Study: Ole Miss’ economic impact nearly $3 billion
Published 4:25 pm Monday, February 11, 2019
The University of Mississippi’s annual economic impact totals $2.9 billion and enables 43,121 jobs across the state, which means that 1 out of every 37 jobs in Mississippi is supported by the activities of UM and its students.
A new report of the university’s impact also revealed a return of $4.40 in state tax revenue and public sector savings for every dollar in state funds that supports the university.
The study, which was commissioned by the university and conducted by a nationally recognized economic consulting firm, analyzed data from fiscal year 2016-17 to measure the economic impacts created by UM and the benefits the university generates in return for investments made by its key stakeholder groups: students, taxpayers and Mississippi society.
“As a publicly supported institution, the University of Mississippi exists to serve the people and the economy of our state,” Interim Chancellor Larry Sparks said. “This study affirms the university’s substantial impact in Mississippi supporting industry and benefiting society, from an expanded economy to improved quality of life.”
The study used a two-pronged approach that involved an economic impact analysis and an investment analysis. The $2.9 billion in income UM added to the Mississippi economy in the analysis year represents the sum of impacts from operations, research and medical center spending; startup and spinoff companies; visitor and student spending; and alumni.

Information given:
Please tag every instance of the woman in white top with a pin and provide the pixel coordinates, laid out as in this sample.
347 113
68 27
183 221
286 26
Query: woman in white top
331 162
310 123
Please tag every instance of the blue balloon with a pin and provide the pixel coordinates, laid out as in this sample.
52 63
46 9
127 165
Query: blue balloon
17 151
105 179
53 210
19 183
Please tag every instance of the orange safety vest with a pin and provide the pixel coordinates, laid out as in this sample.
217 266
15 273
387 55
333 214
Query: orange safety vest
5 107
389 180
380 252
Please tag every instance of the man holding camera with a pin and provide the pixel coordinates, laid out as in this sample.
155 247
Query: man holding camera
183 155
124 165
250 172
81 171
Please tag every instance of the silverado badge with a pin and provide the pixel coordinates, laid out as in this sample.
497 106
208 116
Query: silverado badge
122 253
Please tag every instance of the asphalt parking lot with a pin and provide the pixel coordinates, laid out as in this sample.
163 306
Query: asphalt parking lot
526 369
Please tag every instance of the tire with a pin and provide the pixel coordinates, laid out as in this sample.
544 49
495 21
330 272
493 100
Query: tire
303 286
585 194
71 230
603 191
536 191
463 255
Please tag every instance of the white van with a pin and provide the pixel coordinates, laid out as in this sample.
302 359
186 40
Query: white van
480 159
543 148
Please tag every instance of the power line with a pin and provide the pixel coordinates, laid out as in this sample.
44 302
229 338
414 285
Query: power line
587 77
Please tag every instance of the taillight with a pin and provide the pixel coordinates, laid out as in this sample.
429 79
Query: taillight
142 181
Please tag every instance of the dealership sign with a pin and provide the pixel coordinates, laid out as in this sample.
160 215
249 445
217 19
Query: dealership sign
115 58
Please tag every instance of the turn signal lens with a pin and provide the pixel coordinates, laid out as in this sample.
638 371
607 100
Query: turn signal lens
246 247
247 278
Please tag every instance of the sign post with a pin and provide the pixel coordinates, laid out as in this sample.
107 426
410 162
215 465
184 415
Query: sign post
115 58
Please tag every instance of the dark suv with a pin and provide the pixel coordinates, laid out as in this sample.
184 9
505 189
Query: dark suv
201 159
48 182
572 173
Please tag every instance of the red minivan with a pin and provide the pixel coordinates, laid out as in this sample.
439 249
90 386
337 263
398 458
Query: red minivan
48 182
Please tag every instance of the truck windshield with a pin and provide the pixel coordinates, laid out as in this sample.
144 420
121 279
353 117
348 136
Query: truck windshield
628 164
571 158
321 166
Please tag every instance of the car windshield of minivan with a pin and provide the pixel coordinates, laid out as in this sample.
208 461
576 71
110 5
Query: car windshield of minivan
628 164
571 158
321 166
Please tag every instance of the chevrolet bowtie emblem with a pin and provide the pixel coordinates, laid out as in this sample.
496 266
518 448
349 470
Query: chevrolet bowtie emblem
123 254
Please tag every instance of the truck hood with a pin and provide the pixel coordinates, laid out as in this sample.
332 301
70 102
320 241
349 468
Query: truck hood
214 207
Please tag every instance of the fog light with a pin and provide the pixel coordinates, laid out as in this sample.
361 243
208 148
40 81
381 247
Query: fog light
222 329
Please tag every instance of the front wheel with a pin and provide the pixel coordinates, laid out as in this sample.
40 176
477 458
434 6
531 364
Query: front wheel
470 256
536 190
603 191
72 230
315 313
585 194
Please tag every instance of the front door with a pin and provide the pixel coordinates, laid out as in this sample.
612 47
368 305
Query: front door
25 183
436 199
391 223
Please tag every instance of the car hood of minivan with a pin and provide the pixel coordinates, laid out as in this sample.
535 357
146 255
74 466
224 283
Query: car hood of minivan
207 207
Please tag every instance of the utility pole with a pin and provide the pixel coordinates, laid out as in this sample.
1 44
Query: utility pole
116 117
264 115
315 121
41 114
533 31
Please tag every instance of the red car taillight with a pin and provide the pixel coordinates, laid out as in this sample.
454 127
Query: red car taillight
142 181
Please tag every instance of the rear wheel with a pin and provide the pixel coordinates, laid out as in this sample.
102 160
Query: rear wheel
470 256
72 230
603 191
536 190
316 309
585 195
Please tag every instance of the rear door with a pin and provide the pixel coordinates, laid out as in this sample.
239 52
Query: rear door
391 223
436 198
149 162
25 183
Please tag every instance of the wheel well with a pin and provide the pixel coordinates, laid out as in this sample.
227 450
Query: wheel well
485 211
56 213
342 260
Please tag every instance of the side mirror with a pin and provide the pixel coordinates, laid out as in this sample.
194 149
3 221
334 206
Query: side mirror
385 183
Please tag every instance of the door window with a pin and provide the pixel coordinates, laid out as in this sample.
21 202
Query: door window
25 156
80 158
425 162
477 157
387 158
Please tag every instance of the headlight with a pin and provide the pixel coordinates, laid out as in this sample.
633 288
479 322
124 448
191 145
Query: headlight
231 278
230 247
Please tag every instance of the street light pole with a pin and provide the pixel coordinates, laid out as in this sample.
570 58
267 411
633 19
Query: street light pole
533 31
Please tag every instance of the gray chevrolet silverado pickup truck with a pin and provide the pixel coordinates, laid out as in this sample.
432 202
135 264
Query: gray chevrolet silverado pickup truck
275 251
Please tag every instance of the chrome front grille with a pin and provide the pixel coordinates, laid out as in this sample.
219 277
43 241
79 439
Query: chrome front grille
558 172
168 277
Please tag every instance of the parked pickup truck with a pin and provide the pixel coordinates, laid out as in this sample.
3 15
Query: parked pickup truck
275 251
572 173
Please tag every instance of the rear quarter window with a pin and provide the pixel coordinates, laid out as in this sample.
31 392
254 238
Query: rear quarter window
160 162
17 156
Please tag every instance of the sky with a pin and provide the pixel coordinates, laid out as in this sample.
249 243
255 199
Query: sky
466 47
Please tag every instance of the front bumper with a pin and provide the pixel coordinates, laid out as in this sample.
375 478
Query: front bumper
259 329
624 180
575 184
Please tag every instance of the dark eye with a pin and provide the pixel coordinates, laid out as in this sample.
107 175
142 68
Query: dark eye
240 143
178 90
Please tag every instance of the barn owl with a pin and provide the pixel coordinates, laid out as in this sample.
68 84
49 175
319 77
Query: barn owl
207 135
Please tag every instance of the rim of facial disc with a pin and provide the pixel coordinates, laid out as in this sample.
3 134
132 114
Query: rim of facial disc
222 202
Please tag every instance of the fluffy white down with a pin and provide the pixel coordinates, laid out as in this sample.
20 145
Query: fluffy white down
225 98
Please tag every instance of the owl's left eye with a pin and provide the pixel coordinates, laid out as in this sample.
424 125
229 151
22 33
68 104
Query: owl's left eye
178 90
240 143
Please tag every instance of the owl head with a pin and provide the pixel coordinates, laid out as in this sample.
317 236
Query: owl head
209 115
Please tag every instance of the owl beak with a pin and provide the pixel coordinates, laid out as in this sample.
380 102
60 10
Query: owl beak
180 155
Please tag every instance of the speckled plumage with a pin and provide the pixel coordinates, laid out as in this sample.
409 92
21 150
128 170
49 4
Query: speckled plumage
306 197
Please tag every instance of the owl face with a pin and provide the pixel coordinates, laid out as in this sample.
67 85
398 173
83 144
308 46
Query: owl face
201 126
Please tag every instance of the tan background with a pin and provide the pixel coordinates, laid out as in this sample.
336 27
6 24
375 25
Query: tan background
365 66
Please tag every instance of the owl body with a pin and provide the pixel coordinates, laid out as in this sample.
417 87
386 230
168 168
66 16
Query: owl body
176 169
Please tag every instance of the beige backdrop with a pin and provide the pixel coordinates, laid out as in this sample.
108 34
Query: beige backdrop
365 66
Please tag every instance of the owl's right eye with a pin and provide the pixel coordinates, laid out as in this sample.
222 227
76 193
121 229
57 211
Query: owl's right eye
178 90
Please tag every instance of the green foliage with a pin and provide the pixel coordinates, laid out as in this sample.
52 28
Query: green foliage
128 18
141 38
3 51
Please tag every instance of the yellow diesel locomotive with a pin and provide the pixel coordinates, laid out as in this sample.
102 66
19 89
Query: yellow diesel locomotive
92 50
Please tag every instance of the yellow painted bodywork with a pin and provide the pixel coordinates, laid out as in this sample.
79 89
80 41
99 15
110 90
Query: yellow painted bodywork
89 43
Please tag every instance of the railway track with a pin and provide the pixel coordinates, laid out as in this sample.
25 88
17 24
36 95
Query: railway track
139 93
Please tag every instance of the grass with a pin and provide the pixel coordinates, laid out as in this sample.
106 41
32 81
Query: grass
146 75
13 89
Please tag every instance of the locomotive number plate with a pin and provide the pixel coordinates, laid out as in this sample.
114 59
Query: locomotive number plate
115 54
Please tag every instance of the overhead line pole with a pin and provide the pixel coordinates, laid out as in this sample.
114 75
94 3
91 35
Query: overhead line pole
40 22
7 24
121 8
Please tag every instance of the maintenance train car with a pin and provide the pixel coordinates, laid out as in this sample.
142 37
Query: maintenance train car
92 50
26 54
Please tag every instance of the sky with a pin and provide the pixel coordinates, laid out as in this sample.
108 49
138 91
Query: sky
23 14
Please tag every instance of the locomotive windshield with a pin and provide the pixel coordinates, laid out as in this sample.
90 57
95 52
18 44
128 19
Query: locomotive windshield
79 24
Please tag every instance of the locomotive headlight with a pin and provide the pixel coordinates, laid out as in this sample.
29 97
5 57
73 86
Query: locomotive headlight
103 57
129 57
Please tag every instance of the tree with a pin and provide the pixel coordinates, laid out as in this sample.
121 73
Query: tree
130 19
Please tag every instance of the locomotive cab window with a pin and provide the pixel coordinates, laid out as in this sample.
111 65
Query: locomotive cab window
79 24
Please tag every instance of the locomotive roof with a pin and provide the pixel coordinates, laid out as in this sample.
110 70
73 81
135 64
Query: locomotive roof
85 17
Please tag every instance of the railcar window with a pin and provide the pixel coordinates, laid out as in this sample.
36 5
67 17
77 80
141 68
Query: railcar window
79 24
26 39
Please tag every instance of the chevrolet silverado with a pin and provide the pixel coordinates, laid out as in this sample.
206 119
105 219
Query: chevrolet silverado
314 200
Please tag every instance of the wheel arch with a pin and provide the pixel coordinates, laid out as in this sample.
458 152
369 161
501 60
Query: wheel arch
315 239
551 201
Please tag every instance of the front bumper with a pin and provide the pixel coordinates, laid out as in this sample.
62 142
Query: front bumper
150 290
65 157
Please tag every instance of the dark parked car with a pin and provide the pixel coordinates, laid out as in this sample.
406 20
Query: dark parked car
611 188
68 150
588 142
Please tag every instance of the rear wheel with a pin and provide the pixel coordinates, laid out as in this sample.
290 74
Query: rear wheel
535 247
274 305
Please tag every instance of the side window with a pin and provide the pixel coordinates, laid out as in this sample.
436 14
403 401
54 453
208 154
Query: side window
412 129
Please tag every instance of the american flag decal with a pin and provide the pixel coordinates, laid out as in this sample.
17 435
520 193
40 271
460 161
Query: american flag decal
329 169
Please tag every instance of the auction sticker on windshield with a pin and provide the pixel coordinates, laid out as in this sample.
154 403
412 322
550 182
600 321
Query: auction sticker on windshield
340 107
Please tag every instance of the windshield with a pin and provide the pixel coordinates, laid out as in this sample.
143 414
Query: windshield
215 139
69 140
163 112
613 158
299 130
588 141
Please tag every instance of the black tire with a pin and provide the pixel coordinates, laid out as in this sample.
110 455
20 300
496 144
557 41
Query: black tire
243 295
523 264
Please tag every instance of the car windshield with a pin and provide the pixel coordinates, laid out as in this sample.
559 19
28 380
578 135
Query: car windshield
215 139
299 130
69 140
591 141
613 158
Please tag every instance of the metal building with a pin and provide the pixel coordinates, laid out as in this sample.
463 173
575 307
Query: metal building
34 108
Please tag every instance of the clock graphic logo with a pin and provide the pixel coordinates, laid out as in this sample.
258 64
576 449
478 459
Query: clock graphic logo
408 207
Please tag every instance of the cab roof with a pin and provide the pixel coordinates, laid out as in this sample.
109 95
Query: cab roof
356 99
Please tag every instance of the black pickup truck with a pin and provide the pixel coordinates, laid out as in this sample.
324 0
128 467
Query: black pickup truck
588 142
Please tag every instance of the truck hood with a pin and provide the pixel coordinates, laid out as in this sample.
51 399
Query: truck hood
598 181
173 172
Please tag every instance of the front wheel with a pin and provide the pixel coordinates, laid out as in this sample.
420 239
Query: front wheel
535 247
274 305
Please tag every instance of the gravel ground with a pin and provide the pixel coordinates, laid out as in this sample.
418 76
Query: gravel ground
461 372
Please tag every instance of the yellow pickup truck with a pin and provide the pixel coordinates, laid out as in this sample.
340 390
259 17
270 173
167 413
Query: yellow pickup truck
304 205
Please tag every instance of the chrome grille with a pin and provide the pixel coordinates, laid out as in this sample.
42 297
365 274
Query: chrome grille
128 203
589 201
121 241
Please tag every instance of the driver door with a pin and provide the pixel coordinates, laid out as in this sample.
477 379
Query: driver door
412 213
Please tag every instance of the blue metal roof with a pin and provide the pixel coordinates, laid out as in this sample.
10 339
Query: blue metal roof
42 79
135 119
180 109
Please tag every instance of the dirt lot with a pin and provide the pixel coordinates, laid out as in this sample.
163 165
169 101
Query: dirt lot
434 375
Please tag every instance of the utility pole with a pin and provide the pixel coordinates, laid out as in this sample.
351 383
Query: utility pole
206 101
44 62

What to work on:
a) In the article on the University of Mississippi's economic impact, how many jobs across the state does the university enable?
b) Write the next part of the article on the University of Mississippi's economic impact, picking up after its final sentence.

Results:
a) 43,121 jobs

b)
It represents approximately 2.6 percent of Mississippi’s total gross state product.
In FY 2016-17, Mississippi taxpayers provided $121.5 million in funding for UM Oxford and regional campuses. In return, taxpayers will receive an estimated present value of $442.9 million in added tax revenue stemming from students’ higher lifetime earnings and increased business output.
In addition, $96.9 million in taxpayer benefits are generated by the improved lifestyles of Ole Miss students and the corresponding reduction in government services. This means that for every dollar of public money invested in educating students, taxpayers receive an average of $4.40 in return.
In other words, taxpayers enjoy an annual rate of return of 10.6 percent.
“The results of this study highlight the value of the University of Mississippi from multiple perspectives,” said William Nicholas, UM director of economic development. “Businesses benefit from increased spending by UM and a steady flow of top talent, graduates enjoy a lifetime of higher earnings and state taxpayers benefit through increased tax revenue.
“Investing in higher education is critical to advancing our state.”
The study also predicted that students attending UM in FY 2016-17 will receive $1.8 billion in higher future earnings over their working lives as a result of their education and training. This translates into a return of $3.30 in higher future earnings for every dollar that students invest in their education.
Among noneducation industry sectors, the university delivered the greatest impact in the health care and social assistance industry sector, supporting 13,496 jobs in FY 2016-17. Expenditures on medical center operations added a net $1.6 billion in added income to the state.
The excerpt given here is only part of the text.